Document section
■ ■ ■ ■

# Good Score



## CraigC (Jun 13, 2011)

Been looking at the 22.5 Weber Gold series for several weeks. Local home stores are around $148.00. Amazon around $132.00 with free shipping. Best ebay auction was $96.00 plus $30.00 shipping. Karen found an Ace Hardware super store web site based in Ft. Lauderdale selling it for $119.48. I pick it up tomorrow.

Craig


----------



## buckytom (Jun 13, 2011)

darn, i'm on the hunt for the same grill. the best i've seen is $134 on amazon with free shipping. hoping for papa day sales.

good score, c. good luck with her. did you get it in black?


----------



## CraigC (Jun 13, 2011)

Yes, I got the black. Didn't see the need to pay extra for green or blue.
Have you seen the price on that ranch kettle, $1299.00! If I had that kind of discretionary cash, you can bet I'd have the large BGE. Heck, I could get a Lang Pit for that money.

Craig


----------



## Andy M. (Jun 13, 2011)

You'll get to do some good stuff on that baby.  I have the silver version and it's really easy to use.


----------



## buckytom (Jun 13, 2011)

geez, for $1300 bucks i'll build my own oven. can't be that hard.

did your weber gold come with the hinged top grate?

i'm looking for a kit deal if possible, with a chimney, coal containers, and so on.


----------



## CraigC (Jun 13, 2011)

Yes the grate is hinged, which I believe is standard on these units. I also got a cover for it. They didn't offer the charcoal holders for indirect setup, but the local Home Depot stocks them.

I was going to post a link to an ebay auction, but the bids are already at $103.00 with just over a day left. The shipping is $30.00, so by the end the total will be more than Amazon. I can't believe people will bid on the thing without considering the freight into the final price.

■ ■ ■ ■

Extracted material
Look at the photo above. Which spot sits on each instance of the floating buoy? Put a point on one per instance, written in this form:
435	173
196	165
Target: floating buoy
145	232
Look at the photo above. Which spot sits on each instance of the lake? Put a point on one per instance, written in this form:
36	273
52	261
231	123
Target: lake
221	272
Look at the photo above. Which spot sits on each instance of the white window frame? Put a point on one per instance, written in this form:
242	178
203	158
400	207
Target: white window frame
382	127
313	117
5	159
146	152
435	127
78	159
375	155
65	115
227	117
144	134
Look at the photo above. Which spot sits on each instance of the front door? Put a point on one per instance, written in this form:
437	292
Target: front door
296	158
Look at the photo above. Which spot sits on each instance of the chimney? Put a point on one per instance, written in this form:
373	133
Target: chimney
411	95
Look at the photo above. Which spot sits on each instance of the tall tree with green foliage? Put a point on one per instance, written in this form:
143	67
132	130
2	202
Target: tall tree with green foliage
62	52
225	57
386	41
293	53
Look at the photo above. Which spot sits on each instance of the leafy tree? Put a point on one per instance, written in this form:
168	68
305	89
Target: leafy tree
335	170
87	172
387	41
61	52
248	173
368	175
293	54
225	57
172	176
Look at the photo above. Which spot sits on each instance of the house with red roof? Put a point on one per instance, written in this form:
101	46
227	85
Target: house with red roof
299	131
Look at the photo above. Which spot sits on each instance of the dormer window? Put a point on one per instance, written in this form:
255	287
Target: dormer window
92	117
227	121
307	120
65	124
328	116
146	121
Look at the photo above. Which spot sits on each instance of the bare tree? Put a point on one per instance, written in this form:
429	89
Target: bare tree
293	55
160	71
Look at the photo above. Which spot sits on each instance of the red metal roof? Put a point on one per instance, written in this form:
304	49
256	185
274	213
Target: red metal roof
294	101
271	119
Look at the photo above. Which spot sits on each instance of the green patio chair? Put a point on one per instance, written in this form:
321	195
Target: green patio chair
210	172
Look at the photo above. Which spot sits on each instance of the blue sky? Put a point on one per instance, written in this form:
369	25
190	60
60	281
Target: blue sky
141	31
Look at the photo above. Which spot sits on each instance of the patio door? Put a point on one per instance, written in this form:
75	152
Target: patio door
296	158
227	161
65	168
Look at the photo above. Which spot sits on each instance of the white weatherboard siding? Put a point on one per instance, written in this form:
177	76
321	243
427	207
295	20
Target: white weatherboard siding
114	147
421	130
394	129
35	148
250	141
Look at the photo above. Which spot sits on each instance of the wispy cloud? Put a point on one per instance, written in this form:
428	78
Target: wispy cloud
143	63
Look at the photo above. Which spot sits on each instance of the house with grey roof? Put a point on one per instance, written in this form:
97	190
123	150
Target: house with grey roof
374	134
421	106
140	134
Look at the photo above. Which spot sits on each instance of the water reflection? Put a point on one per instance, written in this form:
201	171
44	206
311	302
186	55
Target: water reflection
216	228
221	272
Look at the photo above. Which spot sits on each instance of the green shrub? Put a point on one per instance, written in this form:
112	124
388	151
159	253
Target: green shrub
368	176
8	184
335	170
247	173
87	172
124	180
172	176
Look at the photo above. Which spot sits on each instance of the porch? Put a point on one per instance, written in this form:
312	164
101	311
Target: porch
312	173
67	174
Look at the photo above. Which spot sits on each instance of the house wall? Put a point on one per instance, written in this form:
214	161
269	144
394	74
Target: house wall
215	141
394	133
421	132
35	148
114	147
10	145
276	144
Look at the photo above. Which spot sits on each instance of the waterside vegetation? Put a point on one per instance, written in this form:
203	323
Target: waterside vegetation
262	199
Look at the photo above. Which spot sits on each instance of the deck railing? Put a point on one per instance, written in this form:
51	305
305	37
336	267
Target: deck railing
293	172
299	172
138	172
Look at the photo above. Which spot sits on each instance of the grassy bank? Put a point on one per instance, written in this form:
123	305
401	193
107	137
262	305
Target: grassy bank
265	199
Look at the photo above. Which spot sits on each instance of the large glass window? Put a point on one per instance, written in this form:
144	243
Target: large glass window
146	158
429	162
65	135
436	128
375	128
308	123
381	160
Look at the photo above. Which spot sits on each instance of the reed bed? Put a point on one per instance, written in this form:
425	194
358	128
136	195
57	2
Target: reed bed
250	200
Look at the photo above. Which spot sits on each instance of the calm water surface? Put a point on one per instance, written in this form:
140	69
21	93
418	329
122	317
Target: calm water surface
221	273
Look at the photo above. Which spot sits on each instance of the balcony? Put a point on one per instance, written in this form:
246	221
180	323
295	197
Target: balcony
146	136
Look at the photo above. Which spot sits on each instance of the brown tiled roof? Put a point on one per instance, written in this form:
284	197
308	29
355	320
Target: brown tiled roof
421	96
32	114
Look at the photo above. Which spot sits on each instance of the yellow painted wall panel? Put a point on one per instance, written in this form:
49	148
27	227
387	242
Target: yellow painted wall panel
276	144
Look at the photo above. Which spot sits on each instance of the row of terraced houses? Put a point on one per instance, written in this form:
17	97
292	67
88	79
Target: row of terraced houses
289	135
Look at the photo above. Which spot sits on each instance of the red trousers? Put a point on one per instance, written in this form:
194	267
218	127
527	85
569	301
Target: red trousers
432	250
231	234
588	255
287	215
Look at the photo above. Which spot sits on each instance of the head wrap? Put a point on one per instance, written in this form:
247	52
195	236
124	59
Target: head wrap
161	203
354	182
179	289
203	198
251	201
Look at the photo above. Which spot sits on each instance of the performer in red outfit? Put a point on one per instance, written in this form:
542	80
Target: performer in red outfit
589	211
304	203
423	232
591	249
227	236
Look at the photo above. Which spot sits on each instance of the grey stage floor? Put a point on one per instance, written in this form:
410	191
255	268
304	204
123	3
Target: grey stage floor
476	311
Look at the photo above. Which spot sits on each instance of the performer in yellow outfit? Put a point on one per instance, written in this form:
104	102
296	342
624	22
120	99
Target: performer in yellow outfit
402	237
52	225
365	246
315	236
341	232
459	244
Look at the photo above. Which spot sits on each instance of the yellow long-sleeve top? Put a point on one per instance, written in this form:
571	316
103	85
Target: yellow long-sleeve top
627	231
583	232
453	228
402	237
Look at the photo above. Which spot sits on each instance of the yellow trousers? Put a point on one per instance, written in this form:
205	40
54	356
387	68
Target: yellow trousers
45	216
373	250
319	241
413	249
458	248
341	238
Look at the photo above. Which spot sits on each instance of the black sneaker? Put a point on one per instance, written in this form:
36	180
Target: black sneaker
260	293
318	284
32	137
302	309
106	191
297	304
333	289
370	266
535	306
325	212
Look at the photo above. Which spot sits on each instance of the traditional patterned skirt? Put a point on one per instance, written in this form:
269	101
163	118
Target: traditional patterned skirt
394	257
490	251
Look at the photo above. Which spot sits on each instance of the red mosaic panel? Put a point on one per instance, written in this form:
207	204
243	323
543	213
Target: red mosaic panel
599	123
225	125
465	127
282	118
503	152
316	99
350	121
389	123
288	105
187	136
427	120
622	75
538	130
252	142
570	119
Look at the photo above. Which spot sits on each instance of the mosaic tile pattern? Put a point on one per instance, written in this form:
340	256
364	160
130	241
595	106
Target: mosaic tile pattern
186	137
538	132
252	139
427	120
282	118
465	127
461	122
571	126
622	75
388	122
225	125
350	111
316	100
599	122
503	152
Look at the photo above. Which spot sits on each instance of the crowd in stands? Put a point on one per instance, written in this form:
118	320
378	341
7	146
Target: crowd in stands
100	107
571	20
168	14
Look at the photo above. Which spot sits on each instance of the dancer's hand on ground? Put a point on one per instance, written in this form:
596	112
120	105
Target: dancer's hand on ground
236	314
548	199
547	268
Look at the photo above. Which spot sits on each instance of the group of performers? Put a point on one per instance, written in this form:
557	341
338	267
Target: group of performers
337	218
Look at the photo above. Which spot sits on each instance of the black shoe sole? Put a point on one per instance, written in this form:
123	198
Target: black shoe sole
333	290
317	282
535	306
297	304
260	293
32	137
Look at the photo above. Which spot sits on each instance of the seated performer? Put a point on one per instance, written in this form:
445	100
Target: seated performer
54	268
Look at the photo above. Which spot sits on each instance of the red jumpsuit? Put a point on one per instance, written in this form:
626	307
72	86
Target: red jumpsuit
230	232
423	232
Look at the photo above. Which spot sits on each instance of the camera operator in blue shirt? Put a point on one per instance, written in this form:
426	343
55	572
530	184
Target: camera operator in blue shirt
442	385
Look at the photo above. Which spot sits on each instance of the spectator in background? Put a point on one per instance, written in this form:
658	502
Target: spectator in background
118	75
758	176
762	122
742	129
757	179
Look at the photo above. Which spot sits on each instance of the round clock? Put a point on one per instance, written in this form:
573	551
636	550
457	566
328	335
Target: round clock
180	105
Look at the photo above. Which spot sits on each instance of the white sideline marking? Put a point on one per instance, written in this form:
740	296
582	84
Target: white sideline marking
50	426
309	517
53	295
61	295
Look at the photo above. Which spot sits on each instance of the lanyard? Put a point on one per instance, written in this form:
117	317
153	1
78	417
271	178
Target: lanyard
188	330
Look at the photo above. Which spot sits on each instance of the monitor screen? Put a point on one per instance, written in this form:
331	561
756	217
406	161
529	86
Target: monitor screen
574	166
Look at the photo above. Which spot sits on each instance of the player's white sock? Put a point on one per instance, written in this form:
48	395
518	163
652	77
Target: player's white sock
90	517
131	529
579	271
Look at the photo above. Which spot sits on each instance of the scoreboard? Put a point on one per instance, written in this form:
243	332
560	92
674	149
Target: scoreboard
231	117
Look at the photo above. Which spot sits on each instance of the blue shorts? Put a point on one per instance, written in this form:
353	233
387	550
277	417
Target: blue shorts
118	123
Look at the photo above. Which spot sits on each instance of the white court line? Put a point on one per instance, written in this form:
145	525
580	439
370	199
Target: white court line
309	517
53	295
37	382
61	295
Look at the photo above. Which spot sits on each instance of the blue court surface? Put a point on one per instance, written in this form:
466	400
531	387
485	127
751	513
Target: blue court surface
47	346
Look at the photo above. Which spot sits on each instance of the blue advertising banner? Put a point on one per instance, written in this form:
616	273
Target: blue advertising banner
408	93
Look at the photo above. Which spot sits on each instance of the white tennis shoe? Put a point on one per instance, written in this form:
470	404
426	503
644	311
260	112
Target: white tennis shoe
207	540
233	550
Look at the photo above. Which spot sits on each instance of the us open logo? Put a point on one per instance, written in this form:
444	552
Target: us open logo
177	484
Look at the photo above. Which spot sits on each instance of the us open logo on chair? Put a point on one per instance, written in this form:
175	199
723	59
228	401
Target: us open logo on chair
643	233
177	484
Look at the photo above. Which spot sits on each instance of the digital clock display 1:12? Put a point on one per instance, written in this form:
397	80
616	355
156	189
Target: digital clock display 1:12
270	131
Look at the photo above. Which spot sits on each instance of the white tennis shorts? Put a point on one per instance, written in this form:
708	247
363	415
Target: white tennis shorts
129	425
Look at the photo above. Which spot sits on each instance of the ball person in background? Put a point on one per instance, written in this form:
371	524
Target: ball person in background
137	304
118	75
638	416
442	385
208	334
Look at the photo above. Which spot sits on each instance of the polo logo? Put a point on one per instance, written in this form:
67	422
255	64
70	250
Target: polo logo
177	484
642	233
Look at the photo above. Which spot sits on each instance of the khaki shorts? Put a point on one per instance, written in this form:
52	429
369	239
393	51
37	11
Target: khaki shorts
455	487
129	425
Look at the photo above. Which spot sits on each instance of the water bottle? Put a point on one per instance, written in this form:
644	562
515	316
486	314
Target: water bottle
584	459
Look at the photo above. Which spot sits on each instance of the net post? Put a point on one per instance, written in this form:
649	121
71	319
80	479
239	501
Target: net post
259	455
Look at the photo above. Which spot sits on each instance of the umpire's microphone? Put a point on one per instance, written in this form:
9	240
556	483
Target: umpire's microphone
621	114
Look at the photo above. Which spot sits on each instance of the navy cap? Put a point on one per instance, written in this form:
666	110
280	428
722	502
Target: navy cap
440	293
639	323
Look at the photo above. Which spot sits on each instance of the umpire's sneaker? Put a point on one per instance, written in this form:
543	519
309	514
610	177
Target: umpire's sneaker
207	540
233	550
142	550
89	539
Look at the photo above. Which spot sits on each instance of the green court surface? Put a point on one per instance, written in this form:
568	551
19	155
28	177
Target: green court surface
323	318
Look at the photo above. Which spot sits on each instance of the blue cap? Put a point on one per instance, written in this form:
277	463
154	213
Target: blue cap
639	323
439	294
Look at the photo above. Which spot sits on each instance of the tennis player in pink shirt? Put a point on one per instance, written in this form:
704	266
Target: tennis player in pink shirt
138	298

■ ■ ■ ■

To be done
A: In the grill thread, rename "ranch kettle" to "ranch grill" and write out the part that opens with the words containing "Have you seen" and closes with "M. (Jun 13, 2011)".
B: Write what comes next in the grill thread, picking up after its final post.
The lines have nothing to do with the grill thread.

Task-by-task results
A:
Have you seen the price on that ranch grill, $1299.00! If I had that kind of discretionary cash, you can bet I'd have the large BGE. Heck, I could get a Lang Pit for that money.

Craig


----------



## Andy M. (Jun 13, 2011)

B:
Craig


----------



## pacanis (Jun 14, 2011)

Congrats on the new grill. Fire bricks will work for holding back charcoal, too... if you have some laying around.


----------



## CraigC (Jun 14, 2011)

pacanis said:


> Congrats on the new grill. Fire bricks will work for holding back charcoal, too... if you have some laying around.


 
This is South Florida. Finding fire bricks would be like having snow in winter. If they were locally available, I'd have built the wood burning oven I want.

Craig


----------



## CraigC (Jun 14, 2011)

Picked it up and had it assembled in less than 1/2 hour. Now I'm looking at the accessories. They have a grate with a removable center with CI grate insert and/or CI pot.

Craig


----------



## roadfix (Jun 14, 2011)

You might want to consider getting a rotisserie for your new Weber as well.  I recently got one for my kettle and I'm glad I did.


----------



## CraigC (Jun 15, 2011)

roadfix said:


> You might want to consider getting a rotisserie for your new Weber as well. I recently got one for my kettle and I'm glad I did.


 
Got my eye on it, but it will have to wait.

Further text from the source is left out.